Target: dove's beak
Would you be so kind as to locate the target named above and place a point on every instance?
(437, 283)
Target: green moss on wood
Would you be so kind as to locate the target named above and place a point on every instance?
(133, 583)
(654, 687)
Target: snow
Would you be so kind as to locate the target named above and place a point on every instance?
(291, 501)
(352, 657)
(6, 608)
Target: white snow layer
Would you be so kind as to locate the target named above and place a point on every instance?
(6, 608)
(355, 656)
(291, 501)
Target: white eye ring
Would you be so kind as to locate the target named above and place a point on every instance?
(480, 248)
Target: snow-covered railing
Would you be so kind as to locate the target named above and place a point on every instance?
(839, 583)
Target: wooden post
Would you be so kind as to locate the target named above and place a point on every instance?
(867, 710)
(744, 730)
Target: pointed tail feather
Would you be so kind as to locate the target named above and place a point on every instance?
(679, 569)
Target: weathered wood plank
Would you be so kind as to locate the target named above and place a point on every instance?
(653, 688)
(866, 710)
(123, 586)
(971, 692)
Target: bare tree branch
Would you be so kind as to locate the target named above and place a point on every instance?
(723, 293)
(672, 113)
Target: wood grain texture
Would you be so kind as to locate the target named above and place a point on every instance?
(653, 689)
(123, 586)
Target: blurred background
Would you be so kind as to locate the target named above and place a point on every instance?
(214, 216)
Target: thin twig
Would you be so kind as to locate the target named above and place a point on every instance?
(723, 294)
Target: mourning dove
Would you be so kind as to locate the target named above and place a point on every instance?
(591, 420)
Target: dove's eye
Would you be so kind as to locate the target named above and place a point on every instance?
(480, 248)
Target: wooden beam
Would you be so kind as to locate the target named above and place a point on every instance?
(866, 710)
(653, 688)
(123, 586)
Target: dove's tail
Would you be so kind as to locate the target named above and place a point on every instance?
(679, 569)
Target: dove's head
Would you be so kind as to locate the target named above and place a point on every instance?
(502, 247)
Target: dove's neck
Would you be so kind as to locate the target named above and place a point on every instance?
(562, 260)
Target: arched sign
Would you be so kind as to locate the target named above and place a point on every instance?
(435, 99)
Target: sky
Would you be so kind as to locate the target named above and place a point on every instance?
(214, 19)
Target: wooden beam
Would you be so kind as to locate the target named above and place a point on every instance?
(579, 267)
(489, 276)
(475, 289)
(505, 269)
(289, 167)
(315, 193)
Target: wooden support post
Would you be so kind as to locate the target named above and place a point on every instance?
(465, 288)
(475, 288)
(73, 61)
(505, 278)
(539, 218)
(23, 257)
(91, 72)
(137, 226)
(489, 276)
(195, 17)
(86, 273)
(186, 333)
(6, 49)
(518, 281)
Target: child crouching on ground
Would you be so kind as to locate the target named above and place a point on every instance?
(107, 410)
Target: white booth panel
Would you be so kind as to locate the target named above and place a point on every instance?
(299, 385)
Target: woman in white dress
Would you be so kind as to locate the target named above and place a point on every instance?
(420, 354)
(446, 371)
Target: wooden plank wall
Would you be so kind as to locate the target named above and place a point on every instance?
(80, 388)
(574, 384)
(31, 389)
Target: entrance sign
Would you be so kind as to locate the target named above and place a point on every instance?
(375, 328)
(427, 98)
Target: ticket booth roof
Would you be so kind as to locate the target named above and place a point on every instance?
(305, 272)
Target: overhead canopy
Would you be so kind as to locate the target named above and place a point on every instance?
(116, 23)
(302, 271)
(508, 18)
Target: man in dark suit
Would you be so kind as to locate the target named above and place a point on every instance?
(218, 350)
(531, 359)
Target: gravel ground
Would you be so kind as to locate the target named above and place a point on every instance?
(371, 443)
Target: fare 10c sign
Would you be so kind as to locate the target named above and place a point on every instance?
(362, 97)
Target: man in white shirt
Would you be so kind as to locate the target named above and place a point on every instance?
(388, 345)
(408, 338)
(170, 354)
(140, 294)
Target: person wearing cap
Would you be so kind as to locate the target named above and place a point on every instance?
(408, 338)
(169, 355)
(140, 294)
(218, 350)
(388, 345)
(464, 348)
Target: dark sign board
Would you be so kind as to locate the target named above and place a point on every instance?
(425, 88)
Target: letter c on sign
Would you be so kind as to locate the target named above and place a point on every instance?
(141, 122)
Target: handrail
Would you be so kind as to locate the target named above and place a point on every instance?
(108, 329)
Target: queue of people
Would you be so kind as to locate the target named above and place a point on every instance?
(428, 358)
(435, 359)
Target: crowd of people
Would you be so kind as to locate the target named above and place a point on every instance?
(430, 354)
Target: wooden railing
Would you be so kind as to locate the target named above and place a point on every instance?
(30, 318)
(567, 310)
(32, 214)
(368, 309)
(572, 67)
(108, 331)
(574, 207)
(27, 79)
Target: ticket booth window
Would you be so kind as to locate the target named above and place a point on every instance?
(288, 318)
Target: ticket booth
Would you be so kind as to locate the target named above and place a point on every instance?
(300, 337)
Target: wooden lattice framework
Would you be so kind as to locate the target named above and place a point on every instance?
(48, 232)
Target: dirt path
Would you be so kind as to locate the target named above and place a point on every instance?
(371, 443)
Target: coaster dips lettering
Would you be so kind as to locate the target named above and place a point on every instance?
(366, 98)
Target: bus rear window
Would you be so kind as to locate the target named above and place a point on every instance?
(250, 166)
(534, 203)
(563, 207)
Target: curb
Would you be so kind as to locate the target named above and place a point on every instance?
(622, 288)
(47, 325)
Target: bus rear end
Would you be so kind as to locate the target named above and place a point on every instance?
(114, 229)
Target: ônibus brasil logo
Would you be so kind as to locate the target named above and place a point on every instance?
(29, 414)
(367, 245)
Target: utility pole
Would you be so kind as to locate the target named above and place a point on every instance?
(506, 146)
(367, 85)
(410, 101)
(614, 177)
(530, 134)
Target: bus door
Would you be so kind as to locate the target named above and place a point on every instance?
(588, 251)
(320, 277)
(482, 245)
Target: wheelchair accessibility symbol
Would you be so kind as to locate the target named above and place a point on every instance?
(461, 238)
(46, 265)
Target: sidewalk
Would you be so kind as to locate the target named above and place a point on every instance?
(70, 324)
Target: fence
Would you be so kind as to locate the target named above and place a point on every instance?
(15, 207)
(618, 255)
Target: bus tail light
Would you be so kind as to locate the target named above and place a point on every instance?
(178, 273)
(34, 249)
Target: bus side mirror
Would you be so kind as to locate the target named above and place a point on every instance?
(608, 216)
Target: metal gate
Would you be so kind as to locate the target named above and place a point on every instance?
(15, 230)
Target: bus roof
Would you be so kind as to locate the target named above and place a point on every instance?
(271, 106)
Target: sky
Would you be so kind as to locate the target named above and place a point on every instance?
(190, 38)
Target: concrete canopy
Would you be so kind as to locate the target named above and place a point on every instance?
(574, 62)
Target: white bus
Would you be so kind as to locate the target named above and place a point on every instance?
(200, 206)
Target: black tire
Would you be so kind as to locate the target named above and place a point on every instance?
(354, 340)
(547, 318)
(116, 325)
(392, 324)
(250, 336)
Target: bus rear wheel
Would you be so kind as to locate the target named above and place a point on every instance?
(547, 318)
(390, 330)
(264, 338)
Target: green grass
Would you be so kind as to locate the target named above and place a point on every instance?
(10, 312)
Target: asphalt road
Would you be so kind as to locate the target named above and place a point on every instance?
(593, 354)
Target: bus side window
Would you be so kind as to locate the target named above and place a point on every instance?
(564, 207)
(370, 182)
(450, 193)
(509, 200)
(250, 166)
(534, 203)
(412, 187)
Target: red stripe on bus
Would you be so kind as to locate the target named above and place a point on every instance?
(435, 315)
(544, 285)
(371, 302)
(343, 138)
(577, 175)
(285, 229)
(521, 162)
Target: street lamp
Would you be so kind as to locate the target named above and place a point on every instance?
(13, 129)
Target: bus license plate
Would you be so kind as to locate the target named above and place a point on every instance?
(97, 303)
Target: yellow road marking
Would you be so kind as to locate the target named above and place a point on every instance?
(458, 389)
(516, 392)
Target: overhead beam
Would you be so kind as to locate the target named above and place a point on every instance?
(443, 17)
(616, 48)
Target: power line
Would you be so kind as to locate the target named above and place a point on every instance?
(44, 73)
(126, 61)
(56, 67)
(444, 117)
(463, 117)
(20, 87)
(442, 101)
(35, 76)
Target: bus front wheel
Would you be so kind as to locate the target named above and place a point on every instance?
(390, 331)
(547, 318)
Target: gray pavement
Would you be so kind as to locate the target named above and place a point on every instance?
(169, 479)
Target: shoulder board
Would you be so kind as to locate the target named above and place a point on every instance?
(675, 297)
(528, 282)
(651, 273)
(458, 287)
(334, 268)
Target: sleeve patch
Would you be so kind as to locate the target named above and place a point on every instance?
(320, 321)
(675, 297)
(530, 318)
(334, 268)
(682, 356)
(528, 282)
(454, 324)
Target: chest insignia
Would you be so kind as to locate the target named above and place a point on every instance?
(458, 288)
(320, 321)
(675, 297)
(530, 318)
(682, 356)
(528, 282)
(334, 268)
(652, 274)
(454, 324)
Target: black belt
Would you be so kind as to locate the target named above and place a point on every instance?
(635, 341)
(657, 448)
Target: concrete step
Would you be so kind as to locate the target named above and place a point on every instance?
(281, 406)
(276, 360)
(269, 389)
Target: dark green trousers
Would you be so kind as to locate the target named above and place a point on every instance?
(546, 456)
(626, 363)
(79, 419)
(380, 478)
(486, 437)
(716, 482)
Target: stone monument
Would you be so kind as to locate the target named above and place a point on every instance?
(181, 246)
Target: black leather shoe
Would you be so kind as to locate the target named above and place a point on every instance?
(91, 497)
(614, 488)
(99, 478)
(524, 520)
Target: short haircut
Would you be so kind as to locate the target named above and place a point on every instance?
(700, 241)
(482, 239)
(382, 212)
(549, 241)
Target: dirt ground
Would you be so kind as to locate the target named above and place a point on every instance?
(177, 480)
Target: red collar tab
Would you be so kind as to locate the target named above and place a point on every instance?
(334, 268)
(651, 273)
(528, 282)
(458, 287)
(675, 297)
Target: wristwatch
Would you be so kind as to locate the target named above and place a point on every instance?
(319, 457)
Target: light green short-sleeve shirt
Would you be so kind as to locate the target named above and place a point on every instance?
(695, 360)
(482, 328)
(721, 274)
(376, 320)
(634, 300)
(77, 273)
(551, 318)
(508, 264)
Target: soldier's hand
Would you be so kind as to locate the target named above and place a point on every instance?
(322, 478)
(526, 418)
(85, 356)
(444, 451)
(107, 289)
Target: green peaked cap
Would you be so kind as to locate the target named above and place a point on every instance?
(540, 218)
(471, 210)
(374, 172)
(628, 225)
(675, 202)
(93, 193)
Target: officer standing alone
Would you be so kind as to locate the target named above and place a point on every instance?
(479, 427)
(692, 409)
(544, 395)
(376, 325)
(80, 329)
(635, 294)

━━━━━━━━━━━━━━━━━━━━━━━━━━━━━━

--- SHORT TASK ---
Reproduce the lines above without any change, from the line containing "Target: red collar tab" through the last line, inclusive.

--- RESULT OF THIS TASK ---
Target: red collar tab
Would you be so kind as to locate the target named above and place a point on every instance?
(334, 268)
(651, 273)
(528, 282)
(458, 287)
(675, 297)
Target: wristwatch
Would you be so kind as to locate the target named above and place a point on every instance?
(319, 457)
Target: light green short-sleeve shirt
Would you be so kind as to locate the target named above and place a point on every instance?
(695, 360)
(482, 328)
(721, 274)
(376, 320)
(634, 300)
(77, 273)
(551, 318)
(508, 264)
Target: soldier's hand
Would you be so kind as to locate the target named above and place a point on every instance?
(322, 478)
(526, 418)
(85, 356)
(444, 451)
(107, 289)
Target: green peaked cap
Would you be so kind as to locate the target named above and place a point on every instance?
(540, 218)
(471, 210)
(374, 172)
(628, 225)
(675, 202)
(93, 193)
Target: officer standing alone
Would you be so kind as to locate the target named above and place a point on every instance?
(479, 427)
(692, 409)
(544, 395)
(376, 325)
(80, 329)
(635, 294)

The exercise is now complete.